Principe du contradictoire et conversion du redressement judiciaire en liquidation.

Jacques-Eric MARTINOT
Jacques-Eric MARTINOT - Avocat

 

Source : Com., 24 mai 2018, n° 16-27296 F-P+B+I

 

I – Le cas d’espèce.

 

Le Tribunal de commerce a ordonné le 5 avril 2011 la conversion en liquidation judiciaire d’une procédure de redressement judiciaire ouverte le 6 octobre 2009, la période d’observation ayant durée 18 mois.

 

Un recours est formé contre cette décision et la Cour d’appel de CAEN écarte le moyen de nullité de l’acte introductif d’instance et par conséquent du jugement rendu le 5 avril 2011 qui précise que l’administrateur judiciaire « demandait au tribunal de prononcer la liquidation judiciaire à l’issue de la période d’observation, devant l’impossibilité du redressement et devant l’importance des dettes relevant des dispositions de l’article L. 622-17 ».

 

Pour mémoire, l’article L622-17 du Code de commerce inscrit les créances privilégiées et leur ordre de paiement.

 

Autrement dit, l’administrateur démontrait que le redressement était impossible et sollicitait implicitement la conversion de la procédure en liquidation judiciaire.

 

II – L’enjeu de l’arrêt

 

C’est ici le point de débat. Il fallait en effet mettre en perspective cette demande implicite et considérer que le rapport formulait une demande de conversion du redressement.

 

Le jugement rendu par le Tribunal de commerce répondait à cette demande et par voie de conséquence, n’a pas d’office prononcé la liquidation judiciaire de la société excluant les dispositions de l’article R631-3 du Code de commerce.

■ ENTRÉES ENREGISTRÉES ■
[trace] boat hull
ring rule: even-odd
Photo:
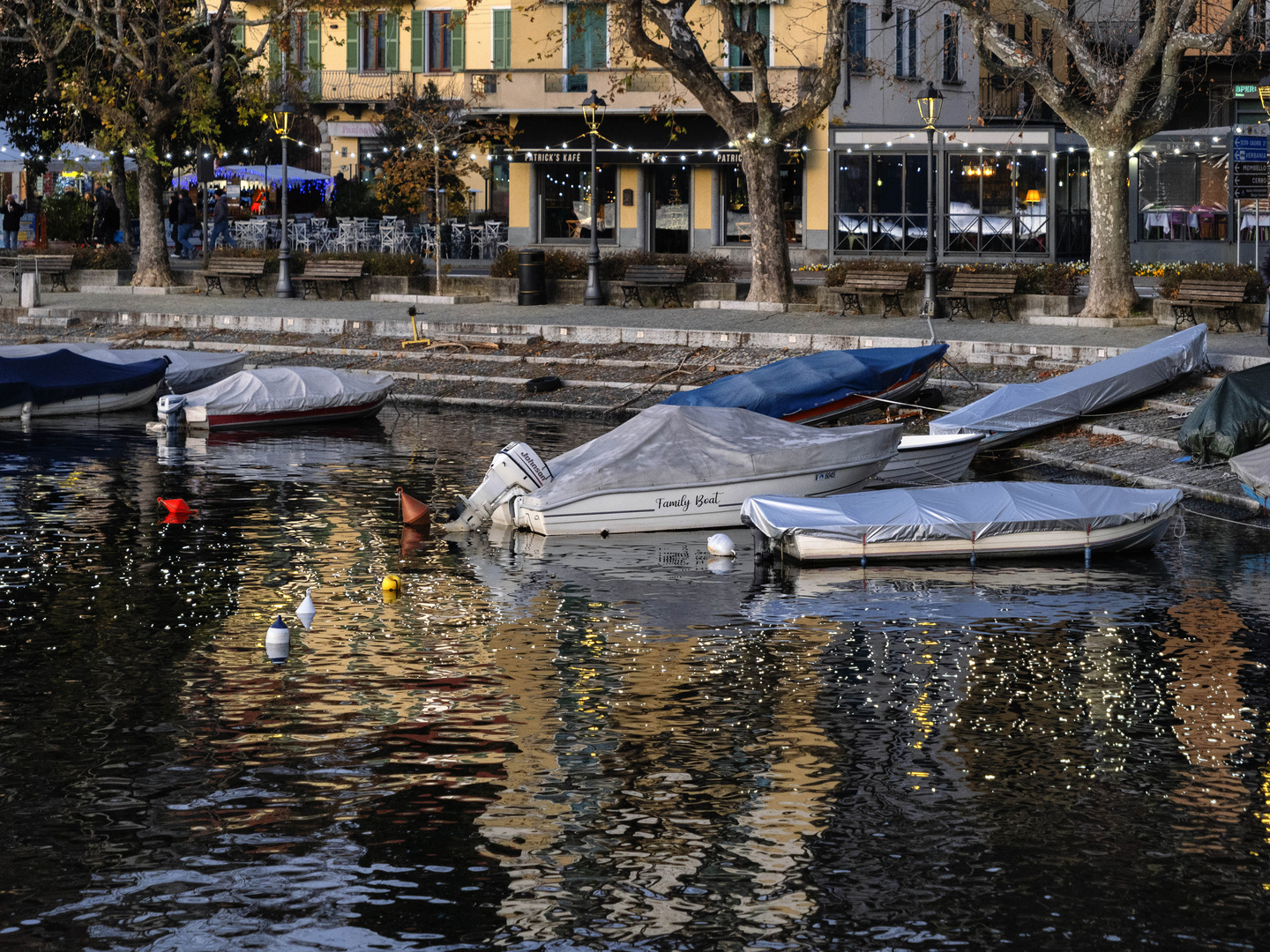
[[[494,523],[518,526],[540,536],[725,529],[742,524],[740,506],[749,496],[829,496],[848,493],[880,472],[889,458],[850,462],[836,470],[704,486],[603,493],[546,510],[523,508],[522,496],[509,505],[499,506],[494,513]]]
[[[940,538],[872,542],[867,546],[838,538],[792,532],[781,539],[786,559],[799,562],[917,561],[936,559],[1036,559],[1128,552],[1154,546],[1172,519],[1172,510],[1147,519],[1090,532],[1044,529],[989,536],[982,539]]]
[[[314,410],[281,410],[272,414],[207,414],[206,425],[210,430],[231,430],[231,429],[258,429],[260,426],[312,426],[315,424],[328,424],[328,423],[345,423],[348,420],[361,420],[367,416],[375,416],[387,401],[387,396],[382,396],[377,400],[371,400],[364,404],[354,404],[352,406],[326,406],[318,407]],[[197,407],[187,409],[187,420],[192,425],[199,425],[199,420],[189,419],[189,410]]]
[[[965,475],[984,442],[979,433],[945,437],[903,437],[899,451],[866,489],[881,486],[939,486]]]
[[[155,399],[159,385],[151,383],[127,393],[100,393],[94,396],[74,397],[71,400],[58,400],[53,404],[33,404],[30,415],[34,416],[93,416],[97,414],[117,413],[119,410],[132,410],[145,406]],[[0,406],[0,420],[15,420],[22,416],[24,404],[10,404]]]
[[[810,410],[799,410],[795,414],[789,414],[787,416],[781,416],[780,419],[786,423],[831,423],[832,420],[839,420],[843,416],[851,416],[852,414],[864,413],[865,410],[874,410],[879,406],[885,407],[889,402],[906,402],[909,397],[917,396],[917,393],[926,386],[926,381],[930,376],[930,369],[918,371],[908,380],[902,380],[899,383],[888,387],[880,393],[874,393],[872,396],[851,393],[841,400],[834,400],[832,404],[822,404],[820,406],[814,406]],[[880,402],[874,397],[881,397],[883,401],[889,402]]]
--
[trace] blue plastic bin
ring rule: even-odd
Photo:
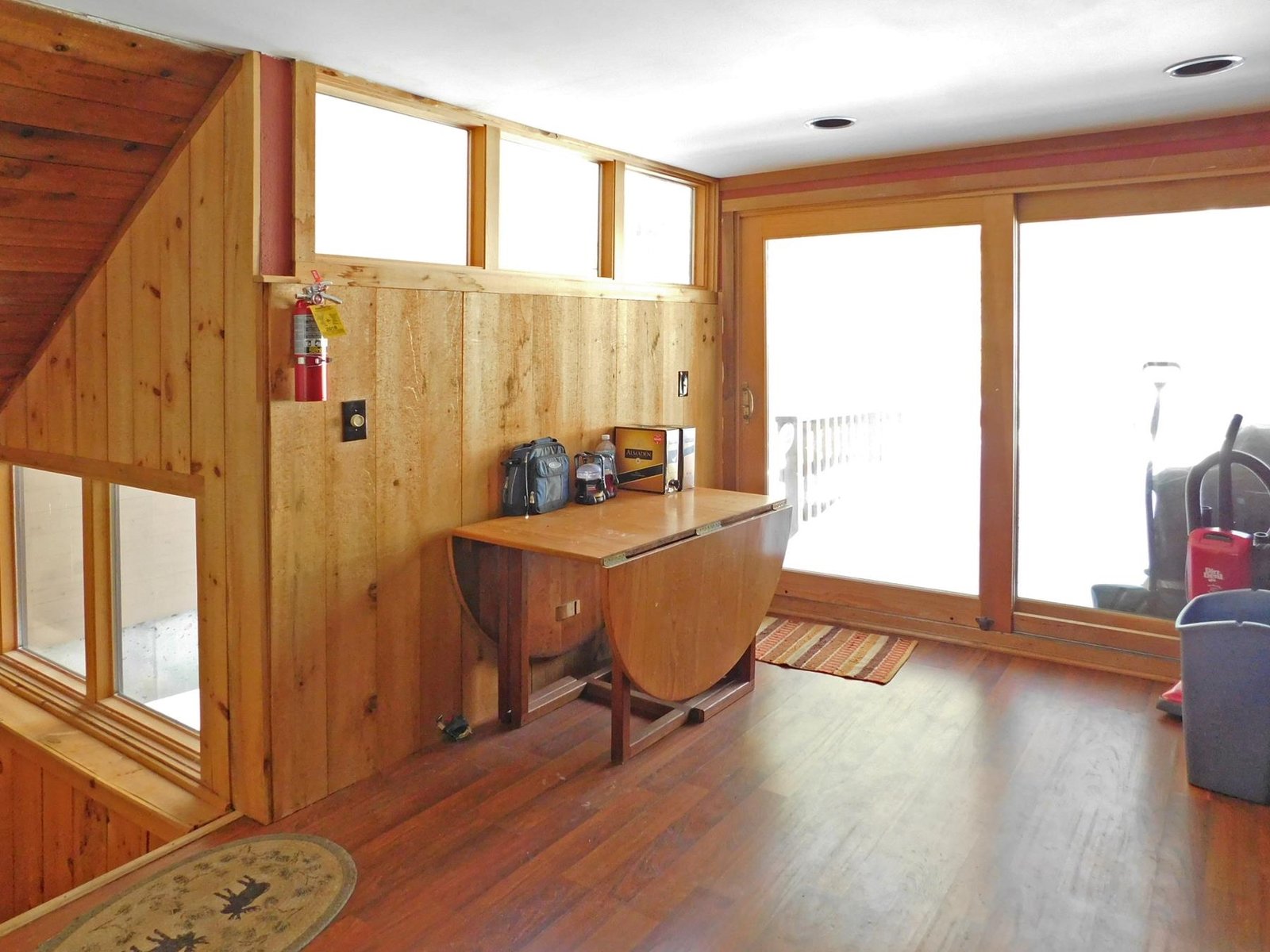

■ TRAVAIL DEMANDÉ ■
A) Recopiez le passage du texte sur la conversion en liquidation judiciaire qui va de « Source : Com., 24 » à « durée 18 mois. ».
B) Repérez, s'il vous plaît, chaque ligne des entrées contenant le mot « trace » et recopiez-la, en tenant compte de la casse.

■ RÉPONSES AUX TÂCHES ■
A)
Source : Com., 24 mai 2018, n° 16-27296 F-P+B+I

 

I – Le cas d’espèce.

 

Le Tribunal de commerce a ordonné le 5 avril 2011 la conversion en liquidation judiciaire d’une procédure de redressement judiciaire ouverte le 6 octobre 2009, la période d’observation ayant durée 18 mois.

B)
[trace] boat hull
[trace] blue plastic bin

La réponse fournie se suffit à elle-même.